Exercice écrit
Écrivez la suite de l'article sur le prix des lecteurs de la Fête de la BD d'Alès, à partir de sa dernière phrase.

Extrait de texte
────────────────────
La Fête de la BD, à Alès, devait souffler sa quatrième bougie les 18 et 19 avril. La crise sanitaire en a décidé autrement. « Le comité de lecture s’est toutefois mis au travail et a pu déterminer le vainqueur du prix des lecteurs », a indiqué Raphaël Bernat, président de l’association Bulles cévenoles, organisatrice de l’événement.
Un live Facebook a d’ailleurs été réalisé le 31 mars par Raphaël Bernat pour annoncer le nom du vainqueur.

L’environnement et les impacts des activités humaines interrogent

Philippe Gauckler (lire le portrait ci-dessous) remporte le prix des lecteurs Pascal-Guelfucci 2020 pour son album Kebek. Un récit de science-fiction situé dans la province de Eeyou Istchee Baie-James, région des Monts Otish, au Québec. Les lecteurs ont-ils été influencés par le confinement, les événements climatiques ou les questionnements que la BD de Gauckler ne manque pas de poser sur les activités humaines sur Terre ? Mystère. Toujours est-il que le prix a été attribué à une œuvre dans laquelle les activités humaines sur l’environnement et la marque de Barjavel ont laissé des traces. Si le lecteur suit un récit de science-fiction, il n’en découvre pas moins des réflexions très actuelles.
────────────────────
Entrées fournies
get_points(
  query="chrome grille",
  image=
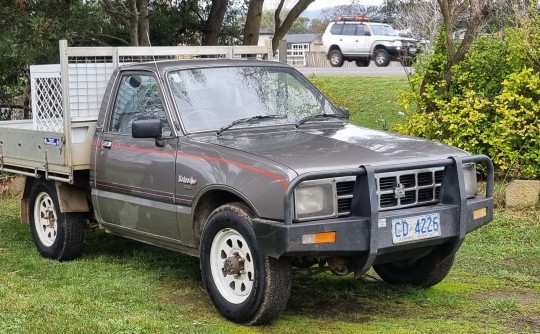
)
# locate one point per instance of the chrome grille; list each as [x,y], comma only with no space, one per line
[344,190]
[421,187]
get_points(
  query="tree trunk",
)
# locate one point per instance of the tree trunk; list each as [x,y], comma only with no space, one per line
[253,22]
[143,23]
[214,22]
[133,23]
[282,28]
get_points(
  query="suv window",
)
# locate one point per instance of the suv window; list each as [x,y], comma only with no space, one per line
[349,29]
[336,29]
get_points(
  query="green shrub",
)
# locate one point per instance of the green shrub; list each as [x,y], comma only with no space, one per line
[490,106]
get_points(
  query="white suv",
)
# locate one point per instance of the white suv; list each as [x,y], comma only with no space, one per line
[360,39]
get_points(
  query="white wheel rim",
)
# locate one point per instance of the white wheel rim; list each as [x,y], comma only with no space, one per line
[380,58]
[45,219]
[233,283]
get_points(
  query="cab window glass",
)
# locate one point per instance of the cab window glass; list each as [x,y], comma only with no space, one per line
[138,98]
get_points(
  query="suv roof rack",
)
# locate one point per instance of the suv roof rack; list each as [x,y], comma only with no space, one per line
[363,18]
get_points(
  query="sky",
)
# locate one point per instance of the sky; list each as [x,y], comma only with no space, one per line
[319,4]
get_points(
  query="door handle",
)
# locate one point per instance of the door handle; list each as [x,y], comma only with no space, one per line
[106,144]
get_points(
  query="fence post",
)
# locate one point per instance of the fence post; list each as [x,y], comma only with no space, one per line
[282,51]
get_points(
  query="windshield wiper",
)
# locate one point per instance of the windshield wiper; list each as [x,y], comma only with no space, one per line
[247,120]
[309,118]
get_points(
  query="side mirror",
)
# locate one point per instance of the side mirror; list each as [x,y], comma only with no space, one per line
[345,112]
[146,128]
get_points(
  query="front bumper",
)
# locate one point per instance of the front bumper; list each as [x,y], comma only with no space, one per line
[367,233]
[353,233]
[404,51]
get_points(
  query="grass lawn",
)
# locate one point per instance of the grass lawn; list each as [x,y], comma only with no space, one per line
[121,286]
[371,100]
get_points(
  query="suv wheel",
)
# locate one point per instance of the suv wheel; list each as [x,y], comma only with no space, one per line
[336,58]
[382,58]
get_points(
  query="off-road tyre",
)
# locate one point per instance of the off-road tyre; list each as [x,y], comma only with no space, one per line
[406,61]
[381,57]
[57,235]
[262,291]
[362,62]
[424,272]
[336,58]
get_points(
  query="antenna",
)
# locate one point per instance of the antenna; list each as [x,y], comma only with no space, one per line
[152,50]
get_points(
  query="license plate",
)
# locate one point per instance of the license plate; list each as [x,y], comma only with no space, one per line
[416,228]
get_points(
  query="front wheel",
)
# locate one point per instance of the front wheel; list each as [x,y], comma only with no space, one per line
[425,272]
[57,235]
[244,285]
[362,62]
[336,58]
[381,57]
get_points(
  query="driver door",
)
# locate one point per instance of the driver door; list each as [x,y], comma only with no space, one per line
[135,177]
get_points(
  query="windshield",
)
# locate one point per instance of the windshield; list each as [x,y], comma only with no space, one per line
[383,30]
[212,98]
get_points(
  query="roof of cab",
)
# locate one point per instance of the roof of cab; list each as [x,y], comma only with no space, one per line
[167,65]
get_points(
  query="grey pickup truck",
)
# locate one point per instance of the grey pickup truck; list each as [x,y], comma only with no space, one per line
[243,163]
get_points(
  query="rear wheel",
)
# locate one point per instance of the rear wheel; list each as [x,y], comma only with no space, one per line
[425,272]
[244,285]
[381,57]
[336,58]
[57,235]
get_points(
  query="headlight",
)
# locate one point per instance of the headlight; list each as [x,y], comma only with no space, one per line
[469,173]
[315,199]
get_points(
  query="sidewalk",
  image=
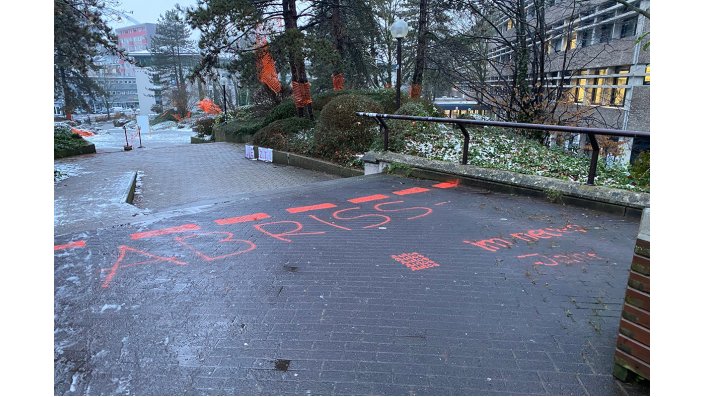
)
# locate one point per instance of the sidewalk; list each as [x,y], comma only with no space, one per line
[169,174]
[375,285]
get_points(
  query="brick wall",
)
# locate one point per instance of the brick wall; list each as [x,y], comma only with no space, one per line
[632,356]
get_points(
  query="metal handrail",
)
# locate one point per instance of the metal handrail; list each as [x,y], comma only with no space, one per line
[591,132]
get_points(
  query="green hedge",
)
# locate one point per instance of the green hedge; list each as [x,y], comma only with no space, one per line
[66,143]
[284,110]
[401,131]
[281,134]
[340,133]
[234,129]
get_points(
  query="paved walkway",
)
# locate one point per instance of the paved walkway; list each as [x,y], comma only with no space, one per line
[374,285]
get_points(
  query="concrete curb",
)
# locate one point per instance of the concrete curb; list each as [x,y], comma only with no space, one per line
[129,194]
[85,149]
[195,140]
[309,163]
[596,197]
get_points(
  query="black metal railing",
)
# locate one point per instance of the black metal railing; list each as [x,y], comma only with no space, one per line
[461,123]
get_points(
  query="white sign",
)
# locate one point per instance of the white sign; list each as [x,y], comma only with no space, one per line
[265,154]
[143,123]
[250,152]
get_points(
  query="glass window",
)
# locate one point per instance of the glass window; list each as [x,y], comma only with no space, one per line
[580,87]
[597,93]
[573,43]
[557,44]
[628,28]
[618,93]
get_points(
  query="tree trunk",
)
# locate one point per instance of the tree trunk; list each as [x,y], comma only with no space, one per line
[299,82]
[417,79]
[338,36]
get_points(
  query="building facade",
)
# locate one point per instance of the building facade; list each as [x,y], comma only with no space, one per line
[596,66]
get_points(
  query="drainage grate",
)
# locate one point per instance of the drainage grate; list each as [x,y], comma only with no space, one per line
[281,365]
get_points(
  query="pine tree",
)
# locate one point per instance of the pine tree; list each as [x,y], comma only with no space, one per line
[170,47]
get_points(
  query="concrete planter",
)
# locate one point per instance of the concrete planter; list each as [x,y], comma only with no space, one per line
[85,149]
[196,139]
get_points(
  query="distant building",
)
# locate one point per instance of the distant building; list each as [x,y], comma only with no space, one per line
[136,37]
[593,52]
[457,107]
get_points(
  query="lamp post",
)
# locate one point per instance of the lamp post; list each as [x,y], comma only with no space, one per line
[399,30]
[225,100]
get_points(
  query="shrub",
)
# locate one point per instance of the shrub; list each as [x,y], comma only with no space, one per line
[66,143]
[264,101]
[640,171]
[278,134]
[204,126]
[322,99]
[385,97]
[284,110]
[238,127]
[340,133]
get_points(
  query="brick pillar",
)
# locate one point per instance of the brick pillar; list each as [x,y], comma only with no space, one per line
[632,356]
────────────────────
Réponse attendue
« Nous organiserons une remise du prix en présence de l’auteur qui habite Paris, à la librairie Alès BD dès que cette crise sera derrière nous », a assuré Raphaël Bernat. Et d’ajouter : « Nous pensons organiser en même temps une journée de dédicaces avec quatre ou cinq auteurs. »

Kebek, éd. Daneil Maghen 
Août 2019, 88 pages
Tarif : 19 €

Philippe Gauckler, sentinelle du pouls de la planète, entre temps présent et science-fiction

Auteur de bandes dessinées, scénariste et coloriste, Philippe Gauckler est né en 1960 à Lyon. Après s’être égaré dans des études d’architecture, perdu avant même d’entrer à l’Académie Jullian, après avoir fréquenté les Arts Appliqués et envisagé d’adapter en bande dessinée La Nuit des Temps, de Barjavel, Gauckler fait son entrée dans la profession en illustrant pour Métal Hurlant  de courtes histoires. Gauckler développe en parallèle une carrière d’illustrateur pour la jeunesse et la publicité.

Quel sentiment vous inspire cette “remise de trophée” en mode confiné, un peu comme l’action de l’album pour lequel vous recevez ce prix ?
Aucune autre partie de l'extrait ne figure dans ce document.